_What you should do:_ Write the material out again in full, word for word. Do not include the pictures.

● ● ● ● ● ● ●

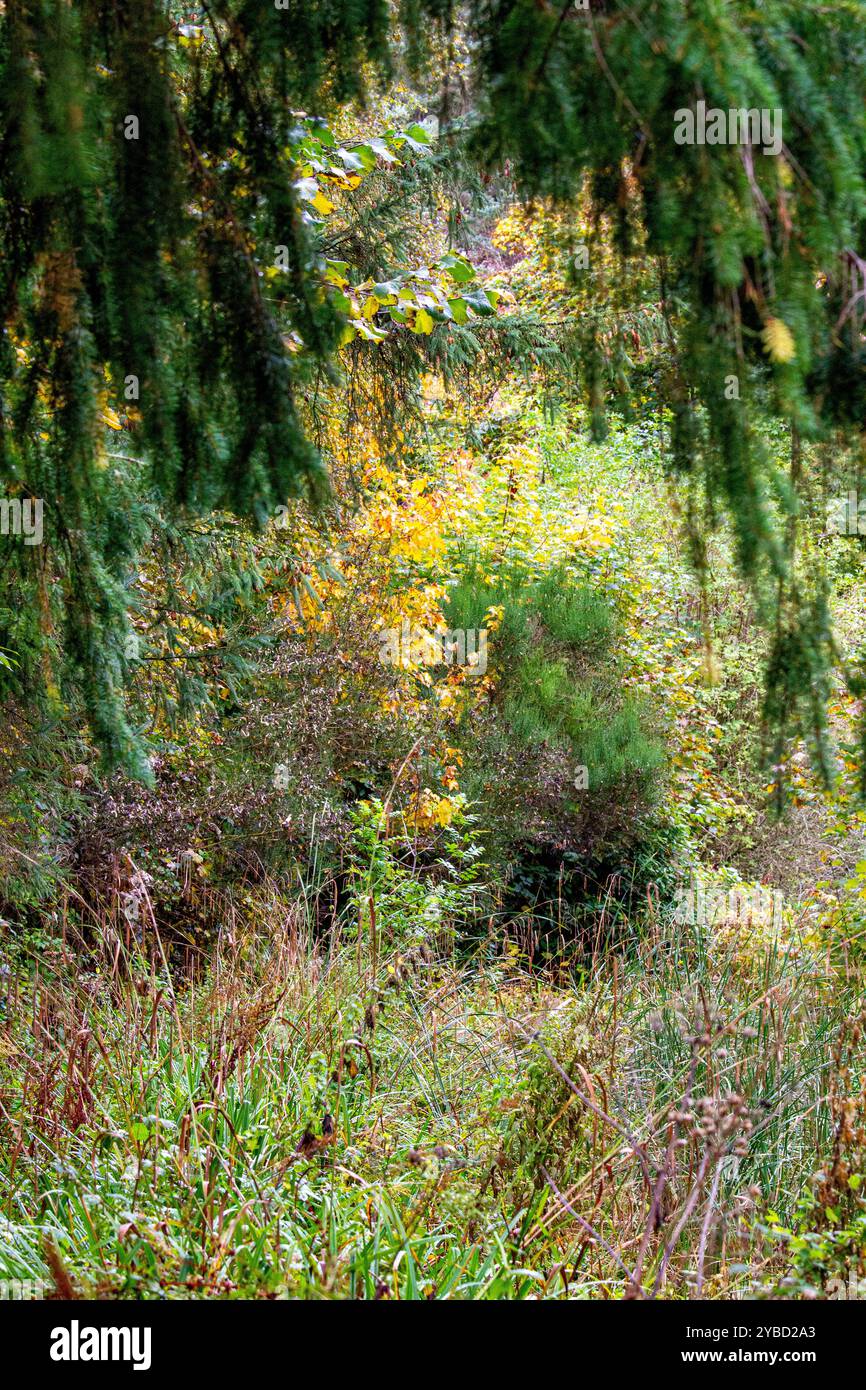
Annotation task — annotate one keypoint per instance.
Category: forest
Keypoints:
(433, 651)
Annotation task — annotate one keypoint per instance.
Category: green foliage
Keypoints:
(565, 769)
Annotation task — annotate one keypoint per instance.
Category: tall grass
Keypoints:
(344, 1114)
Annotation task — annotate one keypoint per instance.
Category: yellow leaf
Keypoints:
(321, 203)
(779, 341)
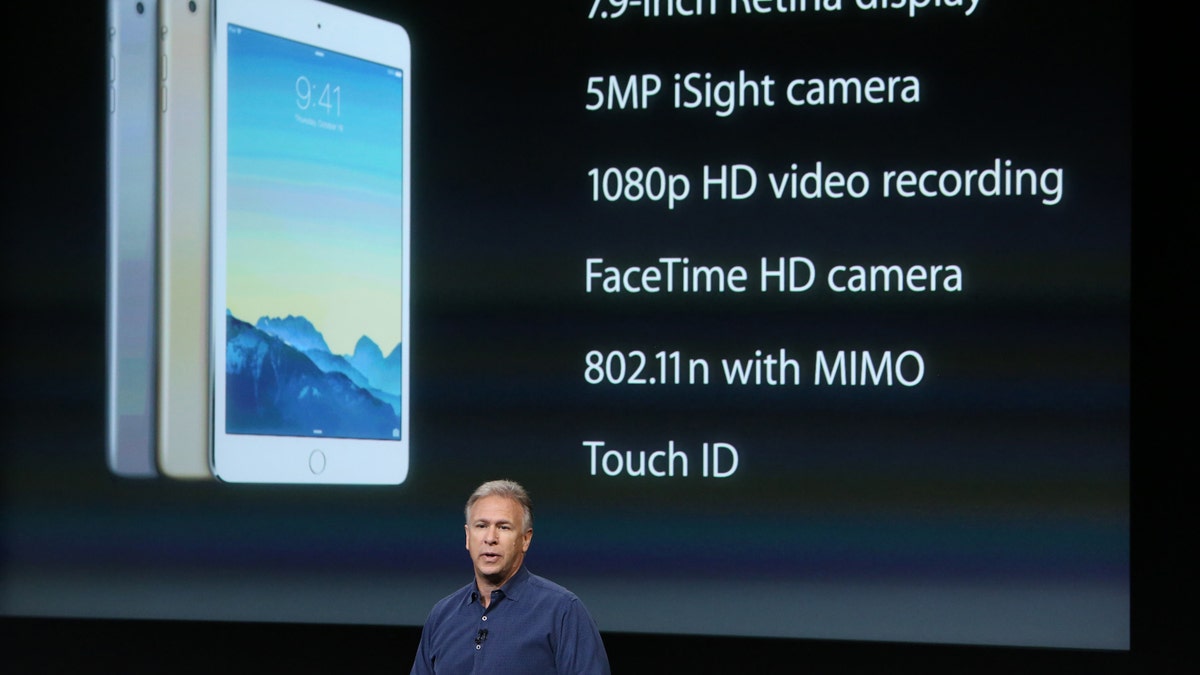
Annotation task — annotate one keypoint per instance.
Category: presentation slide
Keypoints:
(797, 318)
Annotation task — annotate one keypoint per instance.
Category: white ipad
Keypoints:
(310, 244)
(185, 75)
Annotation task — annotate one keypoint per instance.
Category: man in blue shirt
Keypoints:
(508, 620)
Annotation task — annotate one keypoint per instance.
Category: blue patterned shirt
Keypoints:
(531, 626)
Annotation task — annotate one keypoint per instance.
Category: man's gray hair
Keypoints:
(509, 489)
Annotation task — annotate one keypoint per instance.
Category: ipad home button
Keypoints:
(317, 461)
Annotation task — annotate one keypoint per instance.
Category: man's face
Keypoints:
(497, 538)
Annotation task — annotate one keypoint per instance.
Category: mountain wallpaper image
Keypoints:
(281, 380)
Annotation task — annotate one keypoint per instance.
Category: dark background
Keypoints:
(501, 357)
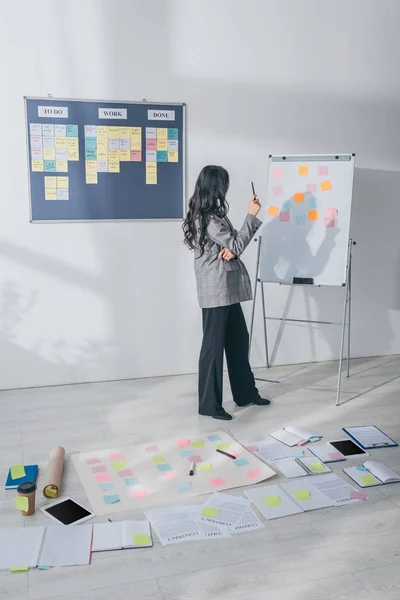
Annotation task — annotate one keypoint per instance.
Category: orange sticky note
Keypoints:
(273, 211)
(298, 197)
(325, 185)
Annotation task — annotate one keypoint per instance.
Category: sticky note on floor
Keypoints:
(209, 511)
(302, 495)
(17, 472)
(368, 479)
(141, 539)
(272, 501)
(21, 503)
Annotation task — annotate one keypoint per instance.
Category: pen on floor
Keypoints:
(226, 454)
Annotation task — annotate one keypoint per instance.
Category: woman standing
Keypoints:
(222, 284)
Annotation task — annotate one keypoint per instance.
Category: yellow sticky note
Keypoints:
(298, 197)
(272, 501)
(325, 185)
(125, 155)
(119, 464)
(317, 467)
(37, 165)
(49, 154)
(50, 182)
(273, 211)
(369, 479)
(141, 539)
(50, 194)
(91, 178)
(113, 131)
(22, 503)
(203, 467)
(60, 142)
(302, 495)
(62, 166)
(62, 182)
(17, 471)
(172, 156)
(113, 166)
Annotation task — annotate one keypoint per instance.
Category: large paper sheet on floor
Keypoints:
(129, 477)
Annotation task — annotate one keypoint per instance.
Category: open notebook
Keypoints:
(372, 473)
(119, 535)
(295, 436)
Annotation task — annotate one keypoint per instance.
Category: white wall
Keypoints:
(85, 302)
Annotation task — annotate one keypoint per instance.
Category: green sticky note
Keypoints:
(223, 446)
(142, 539)
(22, 503)
(119, 464)
(157, 460)
(273, 501)
(302, 495)
(209, 511)
(368, 479)
(17, 472)
(205, 467)
(317, 467)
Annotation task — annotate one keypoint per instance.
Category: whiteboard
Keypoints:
(307, 222)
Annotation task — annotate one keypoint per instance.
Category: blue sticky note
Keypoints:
(312, 202)
(72, 130)
(111, 499)
(164, 467)
(50, 166)
(90, 144)
(184, 486)
(186, 453)
(301, 219)
(162, 156)
(213, 438)
(241, 462)
(132, 481)
(106, 487)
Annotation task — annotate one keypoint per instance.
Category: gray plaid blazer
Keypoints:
(222, 283)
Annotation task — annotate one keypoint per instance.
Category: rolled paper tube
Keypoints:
(52, 484)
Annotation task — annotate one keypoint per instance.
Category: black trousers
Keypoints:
(224, 328)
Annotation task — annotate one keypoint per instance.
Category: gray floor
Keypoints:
(341, 553)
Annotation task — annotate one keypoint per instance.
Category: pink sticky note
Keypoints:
(254, 474)
(99, 469)
(92, 461)
(358, 495)
(125, 473)
(332, 212)
(183, 443)
(138, 493)
(169, 476)
(218, 481)
(335, 455)
(117, 456)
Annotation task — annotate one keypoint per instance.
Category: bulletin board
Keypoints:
(307, 222)
(94, 161)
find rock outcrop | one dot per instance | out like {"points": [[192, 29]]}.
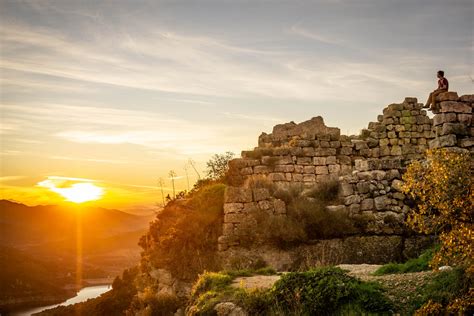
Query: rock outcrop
{"points": [[368, 167]]}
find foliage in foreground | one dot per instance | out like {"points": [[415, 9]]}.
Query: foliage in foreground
{"points": [[183, 238], [448, 293], [442, 190], [327, 291], [422, 263]]}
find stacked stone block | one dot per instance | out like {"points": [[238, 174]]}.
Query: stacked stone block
{"points": [[368, 166], [452, 123]]}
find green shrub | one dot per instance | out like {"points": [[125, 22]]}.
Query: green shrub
{"points": [[183, 237], [444, 289], [422, 263], [327, 291], [211, 281]]}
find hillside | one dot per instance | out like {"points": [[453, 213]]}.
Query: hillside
{"points": [[38, 249]]}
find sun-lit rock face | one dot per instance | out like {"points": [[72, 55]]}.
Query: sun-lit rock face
{"points": [[368, 168]]}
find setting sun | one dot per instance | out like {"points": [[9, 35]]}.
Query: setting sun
{"points": [[76, 192]]}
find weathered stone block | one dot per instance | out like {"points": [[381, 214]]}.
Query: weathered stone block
{"points": [[466, 142], [443, 141], [397, 185], [284, 168], [456, 107], [344, 160], [308, 169], [334, 168], [454, 128], [308, 151], [396, 151], [467, 98], [233, 218], [233, 208], [277, 176], [352, 199], [346, 189], [304, 161], [260, 194], [447, 96], [237, 195], [325, 152], [279, 206], [444, 118], [261, 169], [361, 165], [360, 144], [367, 204], [319, 161], [322, 170], [465, 119], [380, 202], [345, 151], [331, 160]]}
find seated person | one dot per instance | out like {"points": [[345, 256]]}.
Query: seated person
{"points": [[443, 86]]}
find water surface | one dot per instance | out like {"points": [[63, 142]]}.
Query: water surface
{"points": [[82, 296]]}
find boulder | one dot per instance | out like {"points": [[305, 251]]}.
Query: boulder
{"points": [[448, 96]]}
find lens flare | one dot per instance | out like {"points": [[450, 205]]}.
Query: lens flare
{"points": [[77, 192]]}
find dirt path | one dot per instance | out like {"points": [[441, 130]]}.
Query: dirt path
{"points": [[400, 288], [256, 282]]}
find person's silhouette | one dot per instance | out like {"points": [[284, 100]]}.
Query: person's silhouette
{"points": [[443, 86]]}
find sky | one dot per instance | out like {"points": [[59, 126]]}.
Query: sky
{"points": [[118, 93]]}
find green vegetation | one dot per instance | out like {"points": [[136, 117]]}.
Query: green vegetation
{"points": [[449, 292], [218, 165], [422, 263], [183, 238], [327, 291]]}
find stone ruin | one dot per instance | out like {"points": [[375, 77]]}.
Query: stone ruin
{"points": [[368, 167]]}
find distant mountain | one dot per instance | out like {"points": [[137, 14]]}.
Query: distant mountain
{"points": [[25, 227], [39, 249]]}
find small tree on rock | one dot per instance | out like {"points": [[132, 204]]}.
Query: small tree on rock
{"points": [[442, 189], [218, 165]]}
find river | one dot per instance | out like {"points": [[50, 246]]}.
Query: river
{"points": [[83, 295]]}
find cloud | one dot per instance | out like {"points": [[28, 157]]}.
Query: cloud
{"points": [[327, 39], [11, 178]]}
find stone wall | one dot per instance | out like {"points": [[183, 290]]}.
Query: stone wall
{"points": [[368, 166]]}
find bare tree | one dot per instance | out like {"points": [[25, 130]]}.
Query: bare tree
{"points": [[172, 176]]}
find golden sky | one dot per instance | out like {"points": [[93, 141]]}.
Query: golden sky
{"points": [[115, 94]]}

● ● ● ● ● ● ●

_Exercise result:_
Annotation task — annotate one keypoint per instance.
Category: forest
Keypoints:
(433, 651)
Annotation task — annotate one keypoint per instance.
Category: green foliage
Keypoints:
(565, 769)
Annotation task — annotate one keypoint per instance.
Category: tall grass
Keypoints:
(344, 1114)
Annotation task — annotate one keypoint per instance.
Category: yellow leaf
Keypoints:
(321, 203)
(779, 341)
Annotation task — annotate one keypoint per instance.
Category: presentation slide
Keypoints:
(797, 318)
Annotation task — annotate one keypoint per instance.
Category: white ipad
Keypoints:
(310, 244)
(185, 75)
Annotation task — annotate one keypoint per instance.
Category: man in blue shirt
Keypoints:
(508, 620)
Annotation task — annotate one keypoint per instance.
Category: blue patterned shirt
Keypoints:
(531, 626)
Annotation task — annotate one keypoint per instance.
Category: man's gray hair
Keypoints:
(509, 489)
Annotation task — annotate one keypoint per instance.
Category: ipad home button
Keypoints:
(317, 461)
Annotation task — annotate one keypoint per instance.
Category: man's face
Keypoints:
(497, 538)
Annotation task — annotate one keypoint per instance.
Category: mountain wallpaper image
Keypoints:
(281, 380)
Annotation task — annotate one keypoint per instance.
Category: dark background
Keypoints:
(501, 357)
Annotation task — annotate one keypoint per instance.
Category: orange sticky note
Keypoints:
(273, 211)
(298, 197)
(325, 185)
Annotation task — annotate one keypoint per instance.
Category: sticky note on floor
Keypoints:
(209, 511)
(302, 495)
(17, 472)
(368, 479)
(141, 539)
(272, 501)
(21, 503)
Annotation task — annotate one keypoint per instance.
Category: pen on floor
Keypoints:
(226, 454)
Annotation task — annotate one keypoint per instance.
Category: woman standing
Keypoints:
(222, 284)
Annotation task — annotate one keypoint per instance.
Category: yellow sticky note
Keypoints:
(298, 197)
(272, 501)
(325, 185)
(125, 155)
(119, 464)
(317, 467)
(37, 165)
(49, 154)
(50, 182)
(273, 211)
(369, 479)
(141, 539)
(50, 194)
(91, 178)
(113, 131)
(22, 503)
(203, 467)
(60, 142)
(302, 495)
(62, 166)
(62, 182)
(17, 471)
(172, 156)
(113, 166)
Annotation task — annotate one keypoint per instance.
Category: large paper sheet on floor
Keypoints:
(129, 477)
Annotation task — annotate one keypoint per instance.
Category: open notebook
Keypoints:
(372, 473)
(119, 535)
(295, 436)
Annotation task — annotate one keypoint per instance.
Category: white wall
Keypoints:
(85, 302)
Annotation task — annotate one keypoint per instance.
Category: green sticky note
Keypoints:
(223, 446)
(142, 539)
(22, 503)
(119, 464)
(157, 460)
(273, 501)
(302, 495)
(209, 511)
(368, 479)
(17, 472)
(205, 467)
(317, 467)
Annotation task — annotate one keypoint per instance.
Category: whiteboard
Keypoints:
(307, 222)
Annotation task — annotate one keypoint per instance.
Category: blue sticky note
Keypoints:
(312, 202)
(72, 130)
(111, 499)
(164, 467)
(50, 166)
(90, 144)
(184, 486)
(186, 453)
(301, 219)
(162, 156)
(213, 438)
(241, 462)
(132, 481)
(106, 487)
Annotation task — annotate one keypoint per instance.
Category: gray plaid blazer
Keypoints:
(222, 283)
Annotation task — annotate one keypoint per instance.
Category: rolled paper tube
Keypoints:
(52, 484)
Annotation task — annotate one keypoint per instance.
Category: black trousers
Keypoints:
(224, 328)
Annotation task — annotate one keypoint per instance.
Category: gray floor
Keypoints:
(341, 553)
Annotation task — annotate one keypoint per instance.
Category: pink sticky note
Keypoints:
(254, 474)
(99, 469)
(92, 461)
(358, 495)
(125, 473)
(332, 212)
(183, 443)
(138, 493)
(169, 476)
(218, 481)
(335, 455)
(117, 456)
Annotation task — annotate one keypoint per instance.
Category: bulletin board
Keypoints:
(307, 222)
(94, 161)
find rock outcrop | one dot per instance | out like {"points": [[192, 29]]}.
Query: rock outcrop
{"points": [[368, 167]]}
find foliage in foreground | one dot per instance | out like {"points": [[415, 9]]}.
Query: foliage in foreground
{"points": [[183, 238], [448, 293], [442, 190], [327, 291], [422, 263]]}
find stacked stone block | one dot per instance | out like {"points": [[238, 174]]}.
Query: stacked stone block
{"points": [[368, 166], [452, 123]]}
find green shrub | one dot per instance | out like {"points": [[125, 22]]}.
Query: green shrub
{"points": [[183, 237], [444, 289], [422, 263], [327, 291], [211, 281]]}
find hillside | one dot per instance | out like {"points": [[453, 213]]}.
Query: hillside
{"points": [[38, 249]]}
find sun-lit rock face | one dot per instance | out like {"points": [[72, 55]]}.
Query: sun-lit rock face
{"points": [[368, 168]]}
find setting sun | one dot per instance | out like {"points": [[9, 35]]}.
Query: setting sun
{"points": [[76, 192]]}
find weathered stone block | one dot per instance | out like {"points": [[381, 214]]}.
Query: weathered stone block
{"points": [[466, 142], [443, 141], [397, 185], [284, 168], [456, 107], [344, 160], [308, 169], [334, 168], [454, 128], [308, 151], [396, 151], [467, 98], [233, 218], [233, 208], [277, 176], [352, 199], [346, 189], [304, 161], [260, 194], [447, 96], [237, 195], [325, 152], [279, 206], [444, 118], [261, 169], [361, 165], [360, 144], [367, 204], [319, 161], [322, 170], [465, 119], [380, 202], [345, 151], [331, 160]]}
find seated person | one dot per instance | out like {"points": [[345, 256]]}.
Query: seated person
{"points": [[443, 86]]}
find water surface | one dot per instance | out like {"points": [[63, 142]]}.
Query: water surface
{"points": [[82, 296]]}
find boulder | one dot per instance | out like {"points": [[305, 251]]}.
Query: boulder
{"points": [[448, 96]]}
find lens flare | one dot per instance | out like {"points": [[450, 205]]}.
Query: lens flare
{"points": [[77, 192]]}
find dirt path | one dot per instance | out like {"points": [[441, 130]]}.
Query: dirt path
{"points": [[400, 288], [256, 282]]}
find person's silhouette | one dot per instance | out like {"points": [[284, 100]]}.
Query: person's silhouette
{"points": [[443, 86]]}
find sky | one dot per instance | out like {"points": [[59, 126]]}.
Query: sky
{"points": [[118, 93]]}
find green vegetation | one dot per instance | out like {"points": [[136, 117]]}.
Query: green vegetation
{"points": [[449, 292], [218, 165], [422, 263], [183, 238], [327, 291]]}
find stone ruin | one dot per instance | out like {"points": [[375, 77]]}.
Query: stone ruin
{"points": [[368, 167]]}
find distant mountain | one dot per instance | out like {"points": [[137, 14]]}.
Query: distant mountain
{"points": [[25, 227], [39, 249]]}
find small tree on rock | one dot per instance | out like {"points": [[132, 204]]}.
Query: small tree on rock
{"points": [[442, 189], [218, 165]]}
find river | one dot per instance | out like {"points": [[50, 246]]}.
Query: river
{"points": [[83, 295]]}
find cloud | one dot per instance | out like {"points": [[28, 157]]}.
Query: cloud
{"points": [[327, 39], [11, 178]]}
find stone wall | one dot per instance | out like {"points": [[183, 290]]}.
Query: stone wall
{"points": [[368, 166]]}
find bare tree | one dot per instance | out like {"points": [[25, 130]]}.
Query: bare tree
{"points": [[172, 176]]}
find golden sky | one dot per instance | out like {"points": [[93, 141]]}.
Query: golden sky
{"points": [[115, 94]]}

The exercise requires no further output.